*Assigned task*. In the entries that follow, the lines from the one with "I would be grateful if you could spot the plastic water" through the one with "I would be grateful if you could spot the blue face" are the ones to write out, exactly and with both ends included. Nothing else should appear.

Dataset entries
◇ ◇ ◇ ◇ ◇ ◇ ◇

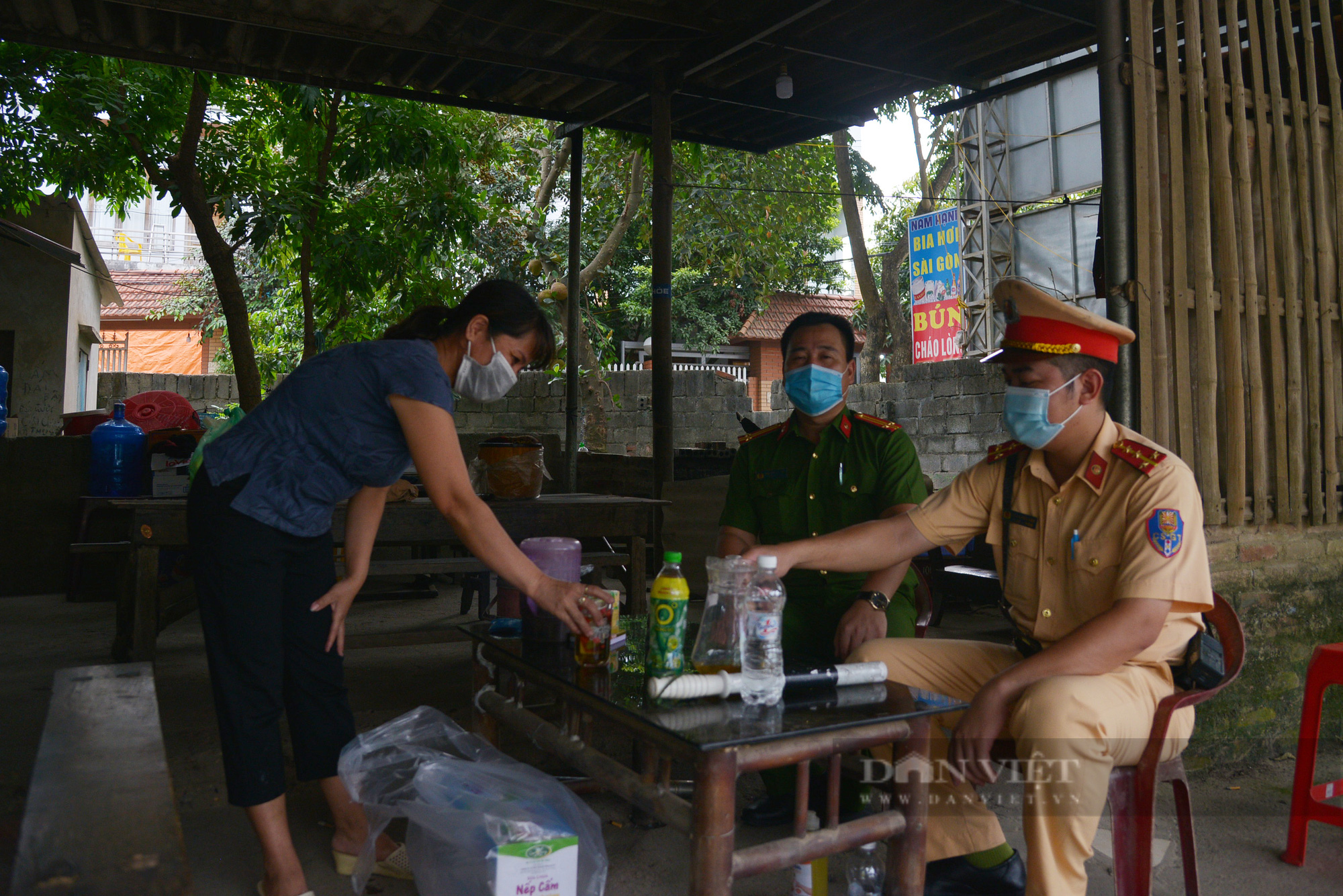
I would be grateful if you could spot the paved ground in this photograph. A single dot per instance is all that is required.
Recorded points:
(1242, 816)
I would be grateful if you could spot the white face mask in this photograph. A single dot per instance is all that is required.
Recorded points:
(484, 381)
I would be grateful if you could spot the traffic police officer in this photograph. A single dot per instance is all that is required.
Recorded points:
(824, 468)
(1099, 538)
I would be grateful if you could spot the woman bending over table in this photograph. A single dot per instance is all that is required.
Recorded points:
(344, 426)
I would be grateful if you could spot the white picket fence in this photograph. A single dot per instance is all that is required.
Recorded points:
(738, 370)
(112, 356)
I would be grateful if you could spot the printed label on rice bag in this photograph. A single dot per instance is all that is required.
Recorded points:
(543, 868)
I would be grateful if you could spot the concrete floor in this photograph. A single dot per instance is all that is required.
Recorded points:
(1242, 815)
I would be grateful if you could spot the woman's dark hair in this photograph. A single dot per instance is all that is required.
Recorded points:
(511, 309)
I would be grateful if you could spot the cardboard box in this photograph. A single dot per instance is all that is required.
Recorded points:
(174, 482)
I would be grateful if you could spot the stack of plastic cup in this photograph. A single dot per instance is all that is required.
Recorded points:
(559, 558)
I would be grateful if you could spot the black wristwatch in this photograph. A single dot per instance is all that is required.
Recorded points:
(878, 600)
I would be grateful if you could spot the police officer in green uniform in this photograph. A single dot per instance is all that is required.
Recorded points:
(824, 468)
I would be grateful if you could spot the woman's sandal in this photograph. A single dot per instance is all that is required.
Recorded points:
(398, 864)
(261, 890)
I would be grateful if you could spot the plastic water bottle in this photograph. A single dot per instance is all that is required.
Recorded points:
(119, 454)
(762, 636)
(866, 873)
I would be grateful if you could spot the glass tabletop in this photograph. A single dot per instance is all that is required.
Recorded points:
(711, 724)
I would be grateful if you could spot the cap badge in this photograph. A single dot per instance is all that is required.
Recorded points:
(1166, 532)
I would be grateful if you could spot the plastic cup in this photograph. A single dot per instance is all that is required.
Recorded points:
(592, 652)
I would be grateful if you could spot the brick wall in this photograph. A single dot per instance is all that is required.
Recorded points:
(1252, 558)
(706, 405)
(201, 391)
(952, 409)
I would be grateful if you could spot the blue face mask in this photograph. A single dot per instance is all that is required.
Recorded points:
(815, 389)
(1027, 415)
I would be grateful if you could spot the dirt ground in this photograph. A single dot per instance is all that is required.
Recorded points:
(1240, 813)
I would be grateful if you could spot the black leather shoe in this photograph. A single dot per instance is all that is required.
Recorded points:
(769, 812)
(958, 878)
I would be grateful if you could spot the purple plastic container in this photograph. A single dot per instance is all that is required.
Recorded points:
(559, 558)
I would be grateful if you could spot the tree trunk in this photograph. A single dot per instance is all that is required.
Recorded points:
(191, 193)
(862, 266)
(306, 252)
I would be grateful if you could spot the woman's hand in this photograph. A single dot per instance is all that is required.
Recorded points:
(339, 599)
(574, 603)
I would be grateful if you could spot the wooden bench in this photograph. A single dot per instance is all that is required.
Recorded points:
(101, 819)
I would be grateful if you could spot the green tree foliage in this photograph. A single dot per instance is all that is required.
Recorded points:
(398, 204)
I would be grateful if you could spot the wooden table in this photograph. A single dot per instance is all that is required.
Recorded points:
(159, 524)
(722, 740)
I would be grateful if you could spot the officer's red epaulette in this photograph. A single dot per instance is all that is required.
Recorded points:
(758, 434)
(1005, 450)
(890, 426)
(1145, 459)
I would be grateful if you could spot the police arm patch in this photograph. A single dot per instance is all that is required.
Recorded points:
(1166, 532)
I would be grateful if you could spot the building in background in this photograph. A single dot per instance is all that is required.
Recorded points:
(147, 239)
(54, 287)
(151, 254)
(1031, 165)
(139, 337)
(762, 330)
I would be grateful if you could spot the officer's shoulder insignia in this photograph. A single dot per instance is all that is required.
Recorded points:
(1145, 459)
(1005, 450)
(890, 426)
(759, 432)
(1166, 532)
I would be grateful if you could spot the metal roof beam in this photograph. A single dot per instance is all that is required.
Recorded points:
(1083, 13)
(288, 24)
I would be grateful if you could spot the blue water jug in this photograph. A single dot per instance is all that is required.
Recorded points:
(119, 456)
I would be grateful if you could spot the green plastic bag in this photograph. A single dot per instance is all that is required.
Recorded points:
(222, 424)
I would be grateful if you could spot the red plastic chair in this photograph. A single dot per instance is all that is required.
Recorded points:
(1326, 668)
(1133, 789)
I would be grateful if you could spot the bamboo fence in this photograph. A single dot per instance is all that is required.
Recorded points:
(1239, 170)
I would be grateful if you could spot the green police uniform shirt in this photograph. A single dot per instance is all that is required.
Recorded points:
(786, 489)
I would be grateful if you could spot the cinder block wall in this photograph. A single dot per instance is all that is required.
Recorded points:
(706, 405)
(202, 391)
(952, 409)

◇ ◇ ◇ ◇ ◇ ◇ ◇

*Exercise response*.
I would be grateful if you could spot the plastic water bottle in this photograph. A single dot per instance is all that is required.
Recorded points:
(119, 454)
(762, 636)
(866, 873)
I would be grateful if you could spot the glass tabletop in this photograph. A single dot per instance is all that is required.
Recorded points:
(711, 724)
I would be grateful if you could spot the cap badge in this photograph. A single dot per instance is all that is required.
Recorded points:
(1166, 532)
I would be grateful if you could spot the plastic cup in this photograph. A single dot per instance is all that is required.
Recorded points:
(592, 652)
I would be grateful if you could spot the brick wall in this photograph. A single dot per instance is all that is required.
Recorded points:
(1252, 558)
(706, 405)
(201, 391)
(952, 409)
I would be grateful if you could spot the blue face mask in this photograph. A single dot per instance is all that is required.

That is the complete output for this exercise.